● Task to carry out
Write out the facial recognition discussion below, word for word, from "Its not exclusive." through "of such tech.".

● Source text
+++

Not something to brag about. Facial recognition has very few applications outside of total surveillance. We should not respect those who lend it their time and effort.
Its not exclusive. Bad actors are working on whatever they are paid to build, by other bad actors with less technical acumen and more money.
Edit: I should add, that most of the actual progress is being made by smart people who think its an interesting problem and are unaware or uncaring of the clear outcome of such tech.
Being able to distinguish between people is pretty foundational to being able to personalize AI applications. If you wanted to make a smart home actually smart and not just full of inconvenient remote controlled appliances, this is pretty necessary.
There are obviously privacy concerns with this example, it’d ideally be fully on-prem.
>Facial recognition has very few applications outside of total surveillance.
That's not really for you to decide, is it? You're absolutely free to have that opinion of course.
>We should not respect those who lend it their time and effort.
Also your choice of course. Facial recognition is essentially a light integration of powerful underlying technologies. Should 'we' ostracize those working on machine learning, computer vision, network and distributed computing, etc?
The question is always the same: is every technical/scientific progress desirable ? But it seems that this question isn't asked anymore, "move fast and break things" am I right ?

+++

● Records

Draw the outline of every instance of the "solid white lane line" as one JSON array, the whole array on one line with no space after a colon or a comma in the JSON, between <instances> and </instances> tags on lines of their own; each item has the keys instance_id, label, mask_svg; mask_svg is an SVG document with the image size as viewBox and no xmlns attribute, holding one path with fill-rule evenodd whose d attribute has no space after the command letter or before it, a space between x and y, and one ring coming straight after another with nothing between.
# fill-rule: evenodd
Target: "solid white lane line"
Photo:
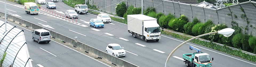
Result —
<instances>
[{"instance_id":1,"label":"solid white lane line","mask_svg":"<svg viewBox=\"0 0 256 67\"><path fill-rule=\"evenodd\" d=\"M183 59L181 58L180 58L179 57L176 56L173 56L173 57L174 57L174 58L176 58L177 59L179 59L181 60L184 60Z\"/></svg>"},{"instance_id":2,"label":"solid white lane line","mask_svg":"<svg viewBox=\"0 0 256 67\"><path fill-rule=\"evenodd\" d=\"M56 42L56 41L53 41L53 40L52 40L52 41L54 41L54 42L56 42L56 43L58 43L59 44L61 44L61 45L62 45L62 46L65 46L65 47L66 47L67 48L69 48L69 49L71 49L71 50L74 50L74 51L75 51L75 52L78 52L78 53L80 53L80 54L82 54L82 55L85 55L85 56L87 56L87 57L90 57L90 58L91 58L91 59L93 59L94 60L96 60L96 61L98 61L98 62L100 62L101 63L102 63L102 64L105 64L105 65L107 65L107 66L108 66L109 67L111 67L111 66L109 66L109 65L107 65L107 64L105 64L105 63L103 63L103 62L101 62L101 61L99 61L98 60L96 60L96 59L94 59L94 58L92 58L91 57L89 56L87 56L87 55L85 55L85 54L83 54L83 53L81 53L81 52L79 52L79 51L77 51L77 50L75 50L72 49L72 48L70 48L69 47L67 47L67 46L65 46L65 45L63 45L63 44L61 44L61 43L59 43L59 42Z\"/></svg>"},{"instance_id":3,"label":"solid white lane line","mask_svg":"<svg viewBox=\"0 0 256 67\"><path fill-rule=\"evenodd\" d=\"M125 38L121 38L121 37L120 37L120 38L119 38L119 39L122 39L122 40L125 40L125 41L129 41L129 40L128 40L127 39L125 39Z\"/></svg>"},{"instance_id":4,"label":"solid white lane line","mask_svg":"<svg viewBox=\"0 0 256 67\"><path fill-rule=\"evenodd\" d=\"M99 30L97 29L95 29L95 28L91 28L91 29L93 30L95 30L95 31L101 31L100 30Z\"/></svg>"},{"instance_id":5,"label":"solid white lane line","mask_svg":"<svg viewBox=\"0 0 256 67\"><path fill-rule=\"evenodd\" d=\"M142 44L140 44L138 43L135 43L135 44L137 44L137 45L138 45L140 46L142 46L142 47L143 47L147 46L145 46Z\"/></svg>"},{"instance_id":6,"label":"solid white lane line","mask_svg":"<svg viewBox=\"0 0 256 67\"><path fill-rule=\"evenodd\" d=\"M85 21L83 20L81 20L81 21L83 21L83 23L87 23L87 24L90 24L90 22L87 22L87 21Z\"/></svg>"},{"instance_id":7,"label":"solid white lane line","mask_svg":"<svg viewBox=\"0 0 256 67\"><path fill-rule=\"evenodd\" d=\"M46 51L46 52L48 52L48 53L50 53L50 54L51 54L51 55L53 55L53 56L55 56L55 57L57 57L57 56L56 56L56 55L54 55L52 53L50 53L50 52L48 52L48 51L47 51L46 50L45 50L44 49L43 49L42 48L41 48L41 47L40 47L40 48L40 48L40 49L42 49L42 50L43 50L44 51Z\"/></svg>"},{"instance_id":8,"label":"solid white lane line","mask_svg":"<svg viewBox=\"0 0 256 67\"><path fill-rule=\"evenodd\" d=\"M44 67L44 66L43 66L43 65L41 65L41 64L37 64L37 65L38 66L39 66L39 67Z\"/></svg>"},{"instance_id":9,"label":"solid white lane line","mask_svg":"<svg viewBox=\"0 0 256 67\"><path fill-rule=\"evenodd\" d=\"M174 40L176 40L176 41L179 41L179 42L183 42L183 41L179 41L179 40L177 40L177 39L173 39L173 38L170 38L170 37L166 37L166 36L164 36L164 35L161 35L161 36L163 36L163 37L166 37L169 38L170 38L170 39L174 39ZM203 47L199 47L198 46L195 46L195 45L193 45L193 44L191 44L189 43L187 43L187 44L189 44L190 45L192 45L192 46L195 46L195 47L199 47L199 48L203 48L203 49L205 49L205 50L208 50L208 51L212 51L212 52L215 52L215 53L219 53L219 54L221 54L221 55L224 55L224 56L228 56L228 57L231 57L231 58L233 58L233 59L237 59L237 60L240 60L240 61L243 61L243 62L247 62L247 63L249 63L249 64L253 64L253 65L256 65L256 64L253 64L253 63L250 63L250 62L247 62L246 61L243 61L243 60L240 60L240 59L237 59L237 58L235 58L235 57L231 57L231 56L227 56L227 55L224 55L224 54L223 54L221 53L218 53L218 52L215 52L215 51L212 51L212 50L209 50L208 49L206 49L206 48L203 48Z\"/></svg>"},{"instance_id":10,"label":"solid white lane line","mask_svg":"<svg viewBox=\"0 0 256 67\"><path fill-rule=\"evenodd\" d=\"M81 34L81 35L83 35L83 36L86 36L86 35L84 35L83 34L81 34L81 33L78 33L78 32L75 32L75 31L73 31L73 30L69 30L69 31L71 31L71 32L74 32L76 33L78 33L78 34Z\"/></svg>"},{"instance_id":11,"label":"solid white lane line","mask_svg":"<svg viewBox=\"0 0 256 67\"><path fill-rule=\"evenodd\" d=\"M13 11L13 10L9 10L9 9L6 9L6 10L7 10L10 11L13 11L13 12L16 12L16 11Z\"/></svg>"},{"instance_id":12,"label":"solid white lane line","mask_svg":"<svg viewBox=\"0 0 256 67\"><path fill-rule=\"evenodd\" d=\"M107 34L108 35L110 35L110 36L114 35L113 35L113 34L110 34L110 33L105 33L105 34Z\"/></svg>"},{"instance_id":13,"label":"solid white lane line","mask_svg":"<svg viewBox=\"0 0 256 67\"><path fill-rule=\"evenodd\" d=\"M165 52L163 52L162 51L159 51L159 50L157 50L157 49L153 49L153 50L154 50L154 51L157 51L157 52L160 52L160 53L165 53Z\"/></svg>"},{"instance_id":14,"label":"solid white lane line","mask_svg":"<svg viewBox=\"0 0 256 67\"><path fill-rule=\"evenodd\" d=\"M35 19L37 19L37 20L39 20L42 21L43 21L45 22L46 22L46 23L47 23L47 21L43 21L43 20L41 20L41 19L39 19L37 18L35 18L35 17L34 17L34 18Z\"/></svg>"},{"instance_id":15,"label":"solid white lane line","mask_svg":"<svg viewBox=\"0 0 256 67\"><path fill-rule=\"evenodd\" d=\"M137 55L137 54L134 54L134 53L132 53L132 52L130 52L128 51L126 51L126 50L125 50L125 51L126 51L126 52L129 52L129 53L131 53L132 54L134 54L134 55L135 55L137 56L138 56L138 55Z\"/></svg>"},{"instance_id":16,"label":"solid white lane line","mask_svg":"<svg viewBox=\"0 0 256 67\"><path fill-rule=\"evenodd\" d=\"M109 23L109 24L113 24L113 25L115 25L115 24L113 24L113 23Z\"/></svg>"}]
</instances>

+++

● Task output
Its not exclusive. Bad actors are working on whatever they are paid to build, by other bad actors with less technical acumen and more money.
Edit: I should add, that most of the actual progress is being made by smart people who think its an interesting problem and are unaware or uncaring of the clear outcome of such tech.